(RAW DATA begins)

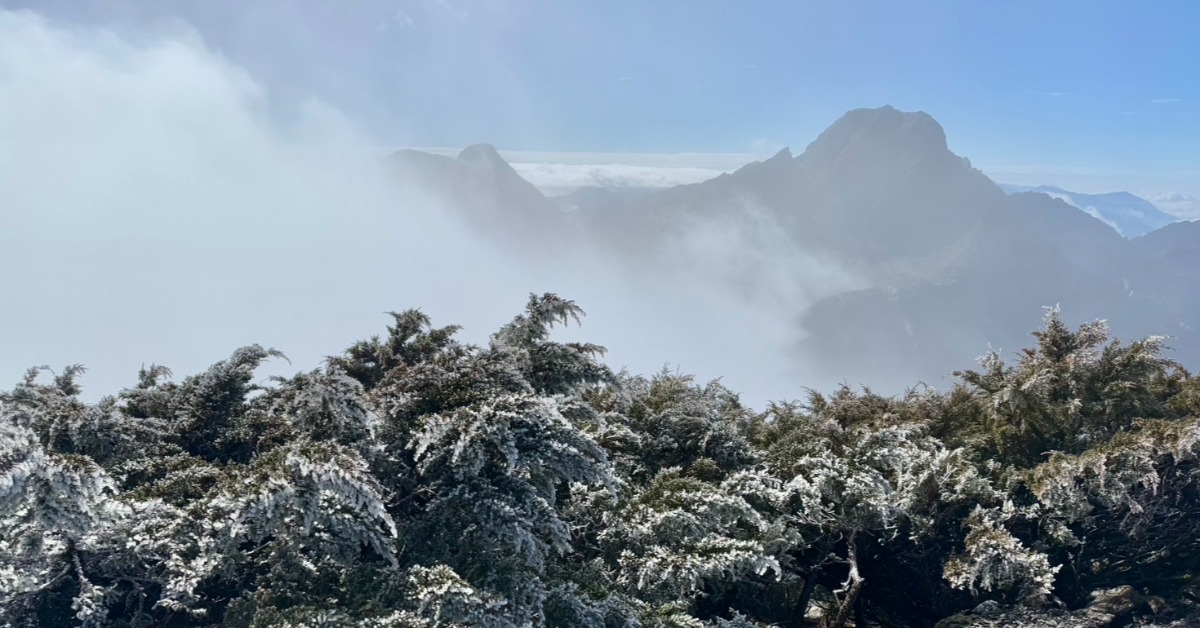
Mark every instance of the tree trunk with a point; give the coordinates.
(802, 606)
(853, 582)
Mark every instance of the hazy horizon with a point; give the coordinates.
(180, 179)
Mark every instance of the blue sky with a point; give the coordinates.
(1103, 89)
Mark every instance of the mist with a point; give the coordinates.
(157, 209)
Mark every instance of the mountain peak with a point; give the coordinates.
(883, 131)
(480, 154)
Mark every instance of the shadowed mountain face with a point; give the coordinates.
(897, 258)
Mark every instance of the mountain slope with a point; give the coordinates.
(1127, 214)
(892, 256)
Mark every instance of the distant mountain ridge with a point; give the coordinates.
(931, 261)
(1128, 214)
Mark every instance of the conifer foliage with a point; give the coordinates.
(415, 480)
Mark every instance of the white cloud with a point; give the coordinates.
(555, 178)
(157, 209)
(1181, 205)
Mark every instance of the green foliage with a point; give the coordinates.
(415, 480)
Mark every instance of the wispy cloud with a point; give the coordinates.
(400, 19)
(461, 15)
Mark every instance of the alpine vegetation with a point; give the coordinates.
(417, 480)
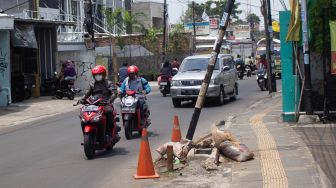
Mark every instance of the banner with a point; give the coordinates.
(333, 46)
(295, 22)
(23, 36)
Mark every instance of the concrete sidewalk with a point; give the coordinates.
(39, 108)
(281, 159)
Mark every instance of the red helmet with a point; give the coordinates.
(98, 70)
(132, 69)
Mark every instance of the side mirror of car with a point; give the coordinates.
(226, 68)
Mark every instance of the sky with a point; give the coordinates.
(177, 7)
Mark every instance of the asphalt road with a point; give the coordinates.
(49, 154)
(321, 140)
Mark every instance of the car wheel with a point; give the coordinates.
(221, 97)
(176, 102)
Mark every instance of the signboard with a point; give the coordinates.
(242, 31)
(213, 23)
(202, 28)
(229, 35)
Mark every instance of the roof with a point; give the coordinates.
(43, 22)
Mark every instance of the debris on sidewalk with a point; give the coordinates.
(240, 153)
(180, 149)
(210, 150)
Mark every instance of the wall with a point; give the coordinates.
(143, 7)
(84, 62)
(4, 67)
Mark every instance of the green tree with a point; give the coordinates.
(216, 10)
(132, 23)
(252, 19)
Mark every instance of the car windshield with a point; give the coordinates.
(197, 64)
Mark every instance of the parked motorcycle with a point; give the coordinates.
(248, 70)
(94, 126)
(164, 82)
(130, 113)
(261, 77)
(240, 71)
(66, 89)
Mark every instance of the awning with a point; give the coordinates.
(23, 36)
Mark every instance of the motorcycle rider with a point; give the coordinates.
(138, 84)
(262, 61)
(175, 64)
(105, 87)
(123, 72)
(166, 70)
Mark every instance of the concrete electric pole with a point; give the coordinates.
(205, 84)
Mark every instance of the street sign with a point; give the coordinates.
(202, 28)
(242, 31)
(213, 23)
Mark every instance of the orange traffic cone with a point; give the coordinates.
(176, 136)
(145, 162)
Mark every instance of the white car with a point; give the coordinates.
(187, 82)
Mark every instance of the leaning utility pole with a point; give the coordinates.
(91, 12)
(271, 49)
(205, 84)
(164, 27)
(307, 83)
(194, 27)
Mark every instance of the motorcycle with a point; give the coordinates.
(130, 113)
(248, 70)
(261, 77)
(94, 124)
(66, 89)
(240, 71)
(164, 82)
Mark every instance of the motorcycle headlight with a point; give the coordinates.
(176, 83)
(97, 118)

(RAW DATA ends)

*WHAT IS BEING ASKED*
Restate the records above verbatim. Pictures stay out.

*SOLUTION*
Mark every instance of the tree trunk with a point; give the coordinates.
(802, 606)
(853, 582)
Mark every instance of the hazy horizon with a point; give the coordinates.
(180, 179)
Mark every instance of the blue sky with a point; give the coordinates.
(1103, 89)
Mark every instance of the mist with a point; give the coordinates.
(157, 209)
Mark every instance of the mountain peak with a point; give the coordinates.
(883, 131)
(480, 154)
Mark every instance of the shadowed mountain face with a point; give the coordinates.
(897, 258)
Mark every instance of the mountain slope with a point; give the coordinates.
(1127, 214)
(892, 256)
Mark every instance of the distant mountain ridge with a point; give the coordinates.
(931, 261)
(1128, 214)
Mark every instance of the conifer foliage with a point; give the coordinates.
(415, 480)
Mark every instance of the white cloud with a point; give the coordinates.
(555, 178)
(157, 209)
(1181, 205)
Mark every instance of the green foliage with a point; give the coordinates.
(415, 480)
Mark every instance of the wispy cloud with a point; give the coordinates.
(400, 19)
(461, 15)
Mark every instance of the alpine vegetation with a point; give the coordinates.
(417, 480)
Mark every instance of the banner with a point; give the coordinates.
(333, 46)
(295, 22)
(23, 36)
Mark every instance of the concrete sidewalk with a point; give the coordinates.
(39, 108)
(281, 159)
Mark every instance of the red helmet with a point; give the coordinates.
(98, 70)
(132, 69)
Mark every instance of the side mirror of car with a point; give the coordinates.
(226, 68)
Mark every instance of the sky with a point; give the coordinates.
(177, 7)
Mark every instance of the asphalt road with a point; give the coordinates.
(49, 154)
(321, 140)
Mark every instance of the car wheel with a point; give the coordinates.
(221, 97)
(176, 102)
Mark every instance of the signboard with a point; give the coordinates.
(242, 31)
(213, 23)
(202, 28)
(229, 35)
Mark every instance of the roof with a point; give the coordinates.
(43, 22)
Mark every instance of the debris on sidewalk with a point; give the coordinates.
(240, 153)
(180, 149)
(210, 150)
Mark every instance of the wall with a point; give the coordinates.
(143, 7)
(84, 62)
(4, 67)
Mark every instance of the green tree with a point; give the coordinates.
(216, 10)
(132, 23)
(252, 19)
Mark every instance of the car windshield with a point; give the coordinates.
(197, 64)
Mark every instance of the parked motorcycle with a point; give the coordinates.
(248, 70)
(94, 126)
(164, 82)
(130, 113)
(261, 77)
(240, 71)
(66, 89)
Mark every instance of the awning with a point; give the coordinates.
(23, 36)
Mark every instance of the motorcycle rider with a point; give the coordinates.
(138, 84)
(262, 61)
(175, 64)
(105, 87)
(123, 72)
(166, 70)
Mark every instance of the concrete electric pole with a point; give the coordinates.
(205, 84)
Mark every instance of the street sign with a point; give the coordinates.
(202, 28)
(242, 31)
(213, 23)
Mark every instance of the orange traffic cone with a point; give the coordinates.
(176, 136)
(145, 162)
Mark every instance of the white car with a point; give the coordinates.
(187, 82)
Mark every instance of the leaning utility pole with a point; give the coordinates.
(91, 12)
(271, 49)
(205, 84)
(164, 27)
(307, 83)
(194, 27)
Mark every instance of the motorcycle with a point; give the coordinates.
(130, 113)
(248, 70)
(261, 77)
(94, 124)
(66, 89)
(240, 71)
(164, 82)
Mark every instance of the motorcycle headlight with a point; give the coordinates.
(176, 83)
(97, 118)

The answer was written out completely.